• _Problem details_: Reproduce the following records exactly from the line containing "of the terracotta" onward, ending with the last line and including it.

* BEGIN Supplied data *

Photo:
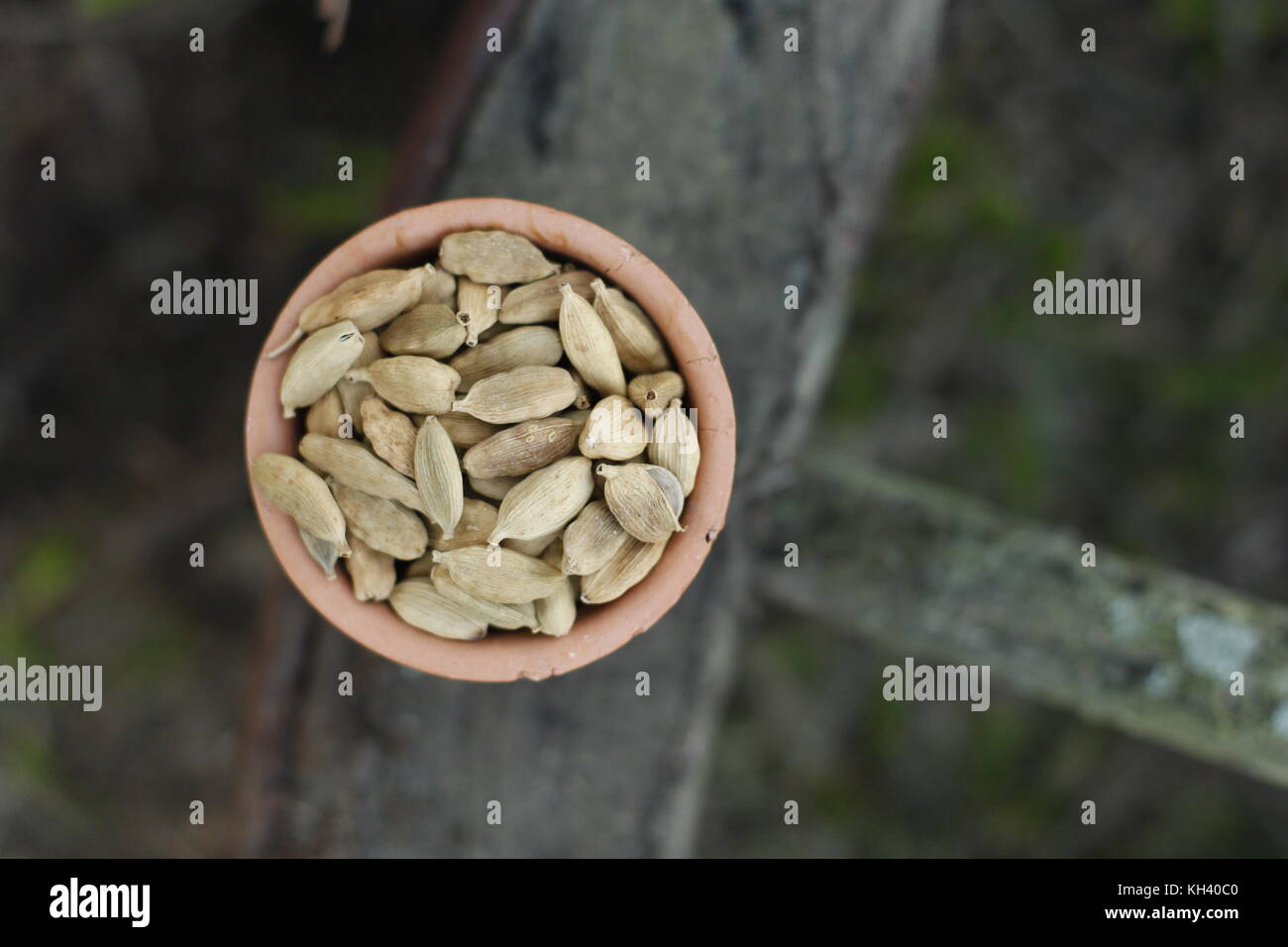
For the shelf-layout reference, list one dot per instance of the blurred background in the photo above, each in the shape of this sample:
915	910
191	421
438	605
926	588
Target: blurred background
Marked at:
222	163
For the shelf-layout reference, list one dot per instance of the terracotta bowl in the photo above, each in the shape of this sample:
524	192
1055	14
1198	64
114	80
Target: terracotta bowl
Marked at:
412	237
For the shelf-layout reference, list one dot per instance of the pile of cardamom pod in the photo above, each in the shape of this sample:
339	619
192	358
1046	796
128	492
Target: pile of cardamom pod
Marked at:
475	450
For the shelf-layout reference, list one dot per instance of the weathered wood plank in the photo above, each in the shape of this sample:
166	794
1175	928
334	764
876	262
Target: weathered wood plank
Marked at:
765	170
939	577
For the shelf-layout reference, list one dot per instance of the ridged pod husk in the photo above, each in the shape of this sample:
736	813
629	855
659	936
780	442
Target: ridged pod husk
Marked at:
429	329
591	540
323	553
652	393
490	612
366	300
498	574
384	525
411	382
647	500
638	342
299	492
465	429
317	365
616	431
539	302
589	344
510	350
476	312
625	570
519	450
675	446
477	522
372	573
356	467
544	501
420	604
438	476
323	416
493	257
390	434
522	394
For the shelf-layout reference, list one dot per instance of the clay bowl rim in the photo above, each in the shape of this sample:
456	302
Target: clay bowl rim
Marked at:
408	237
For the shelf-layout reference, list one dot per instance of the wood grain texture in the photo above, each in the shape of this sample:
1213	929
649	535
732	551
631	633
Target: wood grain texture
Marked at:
767	169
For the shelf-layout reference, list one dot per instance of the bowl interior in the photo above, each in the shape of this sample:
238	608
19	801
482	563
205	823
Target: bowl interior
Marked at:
412	237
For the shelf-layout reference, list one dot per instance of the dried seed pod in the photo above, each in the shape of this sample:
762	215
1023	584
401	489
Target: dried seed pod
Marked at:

* END Supplied data *

• _Output of the task_:
For the shelf-layout reference, list one dot per instance of the terracotta bowl in the photo above, each in the shape of this sample:
524	192
1055	14
1198	64
114	80
Target: terracotta bowl
Marked at:
412	237
For the shelf-layout reference, list one dot per instance of the pile of cardamom pod in the photo above, each in the shape of this sample:
339	619
192	358
1046	796
128	492
Target: pile of cardamom pod
Marked at:
475	450
For the shelf-layout reference, list one dot per instance of the weathered wood plank in the photo above, each in the shape of this sample:
166	794
1175	928
334	764
876	262
Target: weathered wood plank
Marked at:
765	170
939	577
For the shelf-layout reference, list one dot per instance of the ridged pod husk in the photo above, each in the shape of this sample:
736	813
629	855
659	936
780	442
Target: ridged pod husk
Marked at:
429	329
591	540
323	553
652	393
490	612
366	300
498	574
384	525
411	382
647	500
638	342
299	492
465	429
317	365
616	431
539	302
589	344
510	350
476	312
625	570
519	450
675	446
477	522
372	573
356	467
544	501
420	604
438	476
323	416
493	257
390	434
522	394
For the shelf-layout reference, list one dot per instance of the clay bowl rim in the photo above, each in the shape of this sample:
456	302
Target: clay bowl rim
Marked at:
408	237
For the shelf-layout reference, list one dot per instance of the wood grain texture in the photo above, each in the shape of this sample:
1213	929
649	535
732	551
631	633
Target: wood grain texture
Marked at:
767	169
For the shelf-layout reference, list one dot per instance of the bowl interior in the photo above, each in the shape of this sample:
238	608
19	801
482	563
205	823
Target: bowl interior
Marked at:
412	237
For the shelf-layout reference, list one dot per instance of the dried seed pod in the photo above, each in the shape of this sample:
762	215
1023	584
401	489
Target: dried seed pod
Marked at:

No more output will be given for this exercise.